Set task 1 - Please rewrite the part of the entries that opens with the line containing "Practice. Point at the pink trim" and closes with the line containing "<point>114,138</point>", substituting "pink door frame" for "pink trim" and leaving everything else unchanged.

Given passage -
[start]

Béjart followed in the spirit of his father, Gaston Berger (1896-1960), philosopher, administrator of university education, and one of the first to start multi-disciplinary studies of the future. Gaston Berger was born in Saint-Louis de Sénégal, with a French mother and a Sénégalese father. Sénégal, and especially Leopold Sedar Sengore pointed with pride to Gaston Berger as a “native son” — and the second university after Dakar was built in Saint-Louis and carries the name of Gaston Berger. Berger became a professor of philosophy at the University of Aix-Marseille and was interested in seeking the basic structures of mystical thought, with study on the thought of Henri Bergson and Pierre Teilhard de Chardin, both of whom were concerned with the basic energies which drive humanity forward. Berger was also interested in the role of memory as that which holds the group together writing that it is memory which allows us “to be able to hope together, to fear together, to love together, and to work together.”
In 1953, Gaston Berger was named director general of higher education in France with the task of renewal of the university system after the Second World War years. Thus, when Maurice-Jean Berger, born in 1927, was to start his own path, the name Berger was already well known in intellectual and administrative circle. Maurice changed his name to Béjart which sounds somewhat similar but is the name of the wife of Molière. Molière remains the symbol of the combination of theatre-dance-music.
Maurice Béjart was trained at the Opera de Paris and then with the well known choreographer Roland Petit. Béjart’s talent was primarily as a choreographer a creator of new forms blending dance-music-action. He was willing to take well-known music such as the Bolero of Maurice Ravel or The Rite of Spring and The Firebird of Stravinsky and develop new dance forms for them. However, he was also interested in working with composers of experimental music such as Pierre Schaeffer.

[end]

Material provided -
[start]

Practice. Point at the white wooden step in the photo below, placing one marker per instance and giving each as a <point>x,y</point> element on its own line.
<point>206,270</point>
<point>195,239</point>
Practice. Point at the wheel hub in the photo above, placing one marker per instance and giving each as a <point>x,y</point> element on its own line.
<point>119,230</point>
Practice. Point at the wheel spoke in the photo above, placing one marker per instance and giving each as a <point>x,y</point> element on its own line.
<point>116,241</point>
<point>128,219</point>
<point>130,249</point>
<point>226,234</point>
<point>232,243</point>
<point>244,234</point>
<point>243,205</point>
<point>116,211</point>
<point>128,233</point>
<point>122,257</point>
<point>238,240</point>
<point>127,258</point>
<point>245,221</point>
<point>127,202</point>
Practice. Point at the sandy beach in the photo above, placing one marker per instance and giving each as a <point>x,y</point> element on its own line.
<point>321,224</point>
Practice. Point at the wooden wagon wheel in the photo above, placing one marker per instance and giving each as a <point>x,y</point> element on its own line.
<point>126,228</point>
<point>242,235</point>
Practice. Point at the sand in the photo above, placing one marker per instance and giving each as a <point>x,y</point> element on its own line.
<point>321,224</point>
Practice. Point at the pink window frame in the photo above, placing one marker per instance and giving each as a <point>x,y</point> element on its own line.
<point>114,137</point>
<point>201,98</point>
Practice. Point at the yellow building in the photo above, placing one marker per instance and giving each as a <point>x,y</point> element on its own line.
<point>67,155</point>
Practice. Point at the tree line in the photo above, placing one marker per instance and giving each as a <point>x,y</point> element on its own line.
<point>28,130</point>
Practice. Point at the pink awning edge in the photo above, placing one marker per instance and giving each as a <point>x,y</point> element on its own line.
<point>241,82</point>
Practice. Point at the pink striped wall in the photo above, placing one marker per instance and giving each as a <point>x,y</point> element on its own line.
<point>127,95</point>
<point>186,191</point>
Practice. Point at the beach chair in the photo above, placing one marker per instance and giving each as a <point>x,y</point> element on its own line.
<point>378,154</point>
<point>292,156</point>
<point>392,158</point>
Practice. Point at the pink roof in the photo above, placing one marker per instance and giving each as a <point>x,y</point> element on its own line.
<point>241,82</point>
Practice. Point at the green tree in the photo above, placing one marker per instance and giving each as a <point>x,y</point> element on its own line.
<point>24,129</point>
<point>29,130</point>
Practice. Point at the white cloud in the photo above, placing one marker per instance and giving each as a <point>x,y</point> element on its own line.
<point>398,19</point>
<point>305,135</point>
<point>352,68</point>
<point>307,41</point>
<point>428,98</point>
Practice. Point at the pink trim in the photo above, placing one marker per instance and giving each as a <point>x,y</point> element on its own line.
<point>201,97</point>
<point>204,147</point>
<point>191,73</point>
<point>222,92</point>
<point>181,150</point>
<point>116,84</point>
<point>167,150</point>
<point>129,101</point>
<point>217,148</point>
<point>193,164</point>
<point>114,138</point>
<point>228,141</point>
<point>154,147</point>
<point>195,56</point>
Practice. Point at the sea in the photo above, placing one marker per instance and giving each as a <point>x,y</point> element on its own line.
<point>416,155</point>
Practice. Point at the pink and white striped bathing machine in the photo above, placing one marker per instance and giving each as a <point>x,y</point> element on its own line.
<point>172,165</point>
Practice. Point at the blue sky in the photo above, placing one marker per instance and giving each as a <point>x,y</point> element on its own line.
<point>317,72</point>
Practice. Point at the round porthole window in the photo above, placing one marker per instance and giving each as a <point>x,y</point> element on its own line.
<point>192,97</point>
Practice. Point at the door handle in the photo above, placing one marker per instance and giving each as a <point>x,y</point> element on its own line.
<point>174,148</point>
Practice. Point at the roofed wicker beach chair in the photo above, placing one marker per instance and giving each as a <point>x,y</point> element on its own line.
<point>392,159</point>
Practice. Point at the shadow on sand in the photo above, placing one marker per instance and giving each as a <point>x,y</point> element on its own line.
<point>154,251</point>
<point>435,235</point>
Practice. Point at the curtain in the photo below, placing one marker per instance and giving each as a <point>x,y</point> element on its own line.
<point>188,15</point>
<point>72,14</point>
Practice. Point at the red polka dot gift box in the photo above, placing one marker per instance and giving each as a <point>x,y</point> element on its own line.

[end]

Set task 2 -
Answer these questions from the passage about Béjart and his father:
(a) In what year was Gaston Berger named director general of higher education in France?
(b) Maurice took the name of the wife of which figure?
(c) Where was Maurice Béjart trained before working with Roland Petit?

Output 1 -
Practice. Point at the pink door frame in the photo above, placing one marker per instance and giving each as a <point>x,y</point> element on its own line.
<point>201,97</point>
<point>204,147</point>
<point>191,73</point>
<point>222,92</point>
<point>181,150</point>
<point>116,84</point>
<point>167,150</point>
<point>129,101</point>
<point>217,148</point>
<point>193,164</point>
<point>114,138</point>

Output 2 -
(a) 1953
(b) Molière
(c) At the Opera de Paris